Task objective
Lines before the one containing "Keypoints: one marker" are to be left out; that line and every line after it, through the last line below, are to be reproduced exactly.

Given information

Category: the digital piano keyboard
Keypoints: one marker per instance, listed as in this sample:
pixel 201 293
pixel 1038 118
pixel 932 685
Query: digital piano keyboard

Expected answer
Keypoints: one marker per instance, listed as in this sample:
pixel 201 293
pixel 1038 118
pixel 932 685
Query: digital piano keyboard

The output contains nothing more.